▶ _Stated goal_
Copy out every line in the items below that contains the word "number". Upper and lower case must match.

::::

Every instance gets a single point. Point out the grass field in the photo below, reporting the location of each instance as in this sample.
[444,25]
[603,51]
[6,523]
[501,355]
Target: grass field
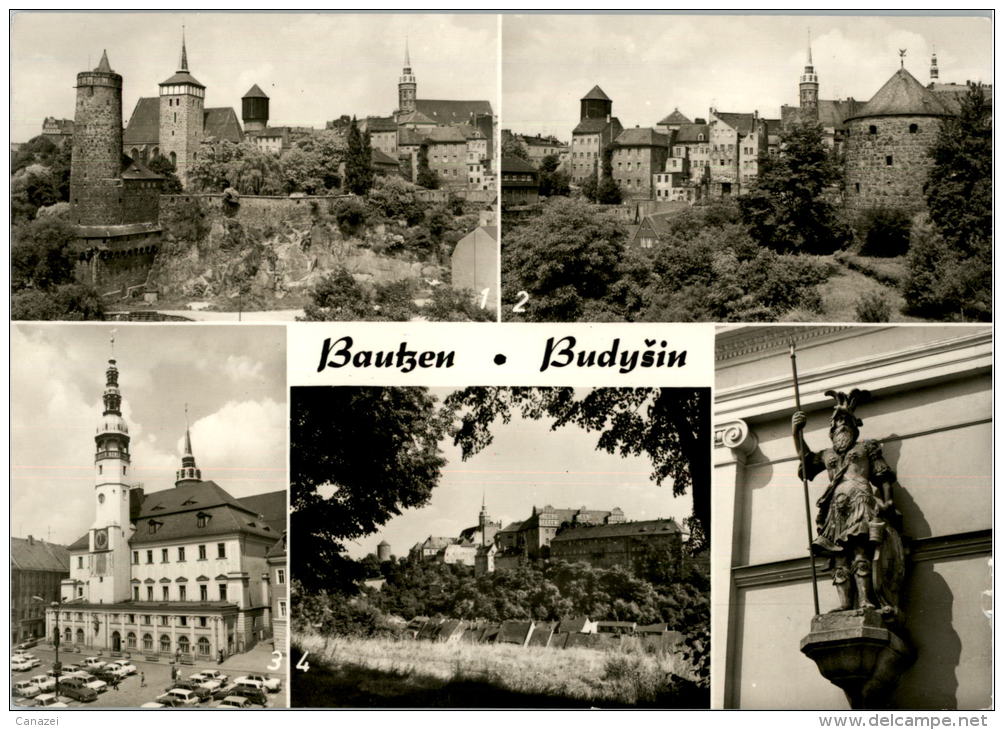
[390,673]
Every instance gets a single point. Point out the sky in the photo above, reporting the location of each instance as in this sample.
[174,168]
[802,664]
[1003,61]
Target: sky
[233,380]
[650,64]
[527,464]
[313,66]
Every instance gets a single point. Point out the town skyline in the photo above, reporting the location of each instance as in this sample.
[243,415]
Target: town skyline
[313,66]
[231,382]
[734,63]
[526,465]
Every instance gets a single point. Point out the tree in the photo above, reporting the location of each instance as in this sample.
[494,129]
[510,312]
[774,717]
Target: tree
[563,258]
[358,161]
[425,177]
[552,180]
[607,191]
[512,146]
[786,209]
[358,456]
[672,427]
[164,167]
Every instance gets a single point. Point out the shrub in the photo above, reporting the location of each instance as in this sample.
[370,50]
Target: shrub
[350,214]
[872,307]
[884,232]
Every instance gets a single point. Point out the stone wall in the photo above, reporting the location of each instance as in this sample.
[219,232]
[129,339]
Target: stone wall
[888,163]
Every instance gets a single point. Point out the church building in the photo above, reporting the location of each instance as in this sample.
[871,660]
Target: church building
[186,571]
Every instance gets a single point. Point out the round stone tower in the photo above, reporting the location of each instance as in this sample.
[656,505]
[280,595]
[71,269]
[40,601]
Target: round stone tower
[888,143]
[254,109]
[808,90]
[407,85]
[95,186]
[595,104]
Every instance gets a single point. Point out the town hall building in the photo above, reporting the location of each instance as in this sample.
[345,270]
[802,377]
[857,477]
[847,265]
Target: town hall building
[186,571]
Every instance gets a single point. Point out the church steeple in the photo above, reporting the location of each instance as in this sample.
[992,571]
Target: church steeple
[189,473]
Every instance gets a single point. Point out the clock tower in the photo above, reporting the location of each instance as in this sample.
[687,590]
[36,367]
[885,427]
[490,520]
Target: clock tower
[107,576]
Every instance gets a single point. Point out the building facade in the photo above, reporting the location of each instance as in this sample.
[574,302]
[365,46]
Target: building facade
[183,571]
[930,409]
[37,568]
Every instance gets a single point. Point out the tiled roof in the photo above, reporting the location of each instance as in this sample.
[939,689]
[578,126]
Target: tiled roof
[596,92]
[675,118]
[741,123]
[691,133]
[623,529]
[255,92]
[903,94]
[449,111]
[32,554]
[642,137]
[144,126]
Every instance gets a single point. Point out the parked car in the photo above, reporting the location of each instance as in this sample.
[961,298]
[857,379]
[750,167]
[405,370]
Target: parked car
[77,692]
[203,693]
[254,694]
[49,700]
[235,702]
[212,674]
[270,684]
[179,697]
[44,683]
[26,688]
[127,666]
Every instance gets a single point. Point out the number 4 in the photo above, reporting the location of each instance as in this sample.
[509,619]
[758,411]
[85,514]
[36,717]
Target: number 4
[303,665]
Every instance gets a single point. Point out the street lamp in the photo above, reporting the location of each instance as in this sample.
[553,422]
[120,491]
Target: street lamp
[56,666]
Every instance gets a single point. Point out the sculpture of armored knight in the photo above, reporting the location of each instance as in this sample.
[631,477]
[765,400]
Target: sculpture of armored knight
[857,526]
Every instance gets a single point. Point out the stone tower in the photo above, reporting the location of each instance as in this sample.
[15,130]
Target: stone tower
[595,105]
[183,101]
[888,142]
[108,555]
[189,473]
[96,156]
[808,90]
[254,109]
[407,85]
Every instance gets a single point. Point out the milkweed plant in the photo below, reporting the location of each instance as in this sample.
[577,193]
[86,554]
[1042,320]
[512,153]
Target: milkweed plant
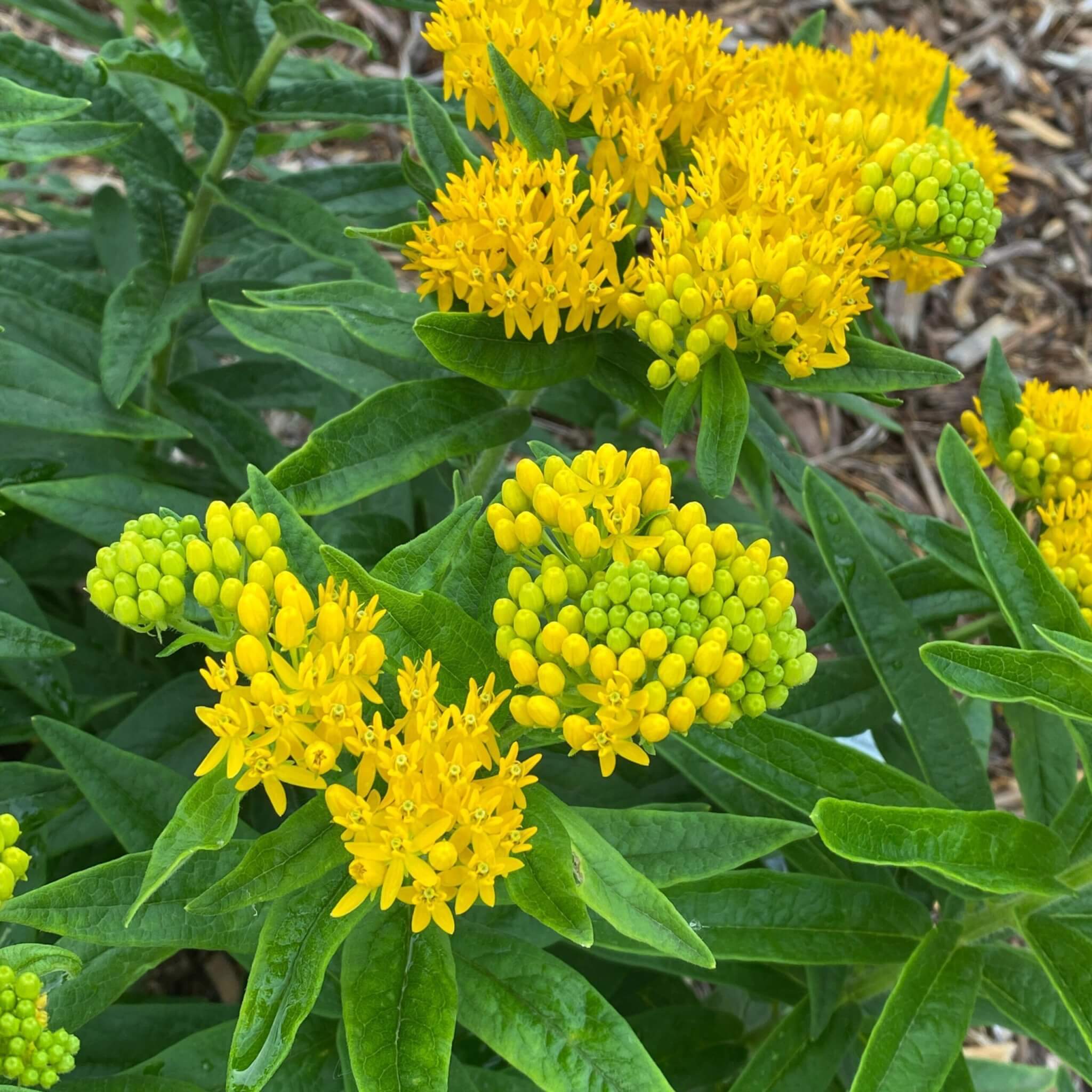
[416,613]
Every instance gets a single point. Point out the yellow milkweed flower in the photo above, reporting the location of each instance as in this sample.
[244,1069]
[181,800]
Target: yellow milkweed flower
[448,823]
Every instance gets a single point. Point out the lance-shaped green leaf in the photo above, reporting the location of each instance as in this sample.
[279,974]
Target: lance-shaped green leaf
[298,942]
[674,848]
[92,905]
[38,392]
[994,851]
[395,436]
[399,1002]
[531,121]
[935,730]
[138,324]
[544,1018]
[1048,680]
[476,346]
[1026,589]
[206,820]
[299,853]
[780,918]
[725,407]
[920,1032]
[789,1059]
[625,898]
[545,887]
[20,640]
[134,797]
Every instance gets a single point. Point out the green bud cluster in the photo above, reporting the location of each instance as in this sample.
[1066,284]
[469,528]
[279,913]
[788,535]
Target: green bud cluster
[918,197]
[13,861]
[31,1055]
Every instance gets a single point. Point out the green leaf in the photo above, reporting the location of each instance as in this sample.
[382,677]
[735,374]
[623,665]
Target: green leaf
[416,622]
[137,326]
[1065,954]
[226,36]
[920,1033]
[394,436]
[92,905]
[296,854]
[1000,399]
[298,942]
[382,318]
[994,851]
[99,506]
[940,105]
[206,820]
[542,1017]
[305,222]
[789,1059]
[20,640]
[809,33]
[399,1000]
[38,392]
[674,848]
[134,797]
[934,727]
[545,887]
[439,147]
[625,898]
[1044,679]
[1017,986]
[1026,589]
[724,412]
[43,143]
[301,21]
[757,914]
[476,347]
[532,123]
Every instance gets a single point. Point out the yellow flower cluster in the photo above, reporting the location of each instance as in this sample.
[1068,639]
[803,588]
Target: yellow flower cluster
[309,668]
[519,238]
[641,619]
[1051,449]
[449,822]
[1066,545]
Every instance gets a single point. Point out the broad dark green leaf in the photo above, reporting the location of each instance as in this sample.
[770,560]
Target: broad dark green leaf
[205,820]
[134,797]
[1026,589]
[138,324]
[296,854]
[935,730]
[674,848]
[990,850]
[625,898]
[440,149]
[544,1018]
[399,1000]
[920,1033]
[789,1059]
[306,223]
[724,412]
[475,346]
[530,118]
[92,905]
[38,392]
[99,506]
[298,943]
[1048,680]
[545,887]
[394,436]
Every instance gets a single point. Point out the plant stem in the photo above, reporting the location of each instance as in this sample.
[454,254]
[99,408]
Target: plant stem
[492,458]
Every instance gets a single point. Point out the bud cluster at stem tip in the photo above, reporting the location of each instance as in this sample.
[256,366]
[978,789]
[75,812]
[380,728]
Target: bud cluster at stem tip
[31,1055]
[630,616]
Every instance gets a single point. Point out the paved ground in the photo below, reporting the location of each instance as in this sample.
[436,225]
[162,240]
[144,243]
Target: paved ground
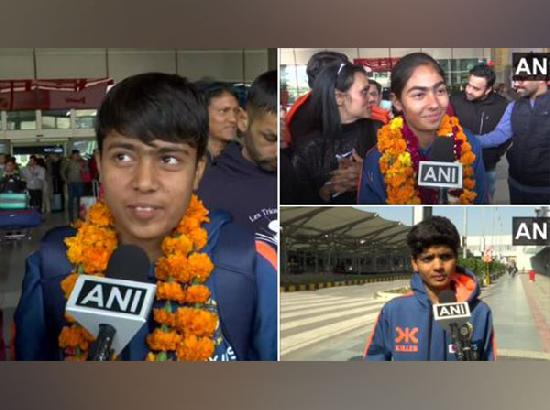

::::

▶ _Completed task_
Every instance gets a single point. Point out the number 4 in the photo above, reporting the location of each instance as in this sample.
Target: number 4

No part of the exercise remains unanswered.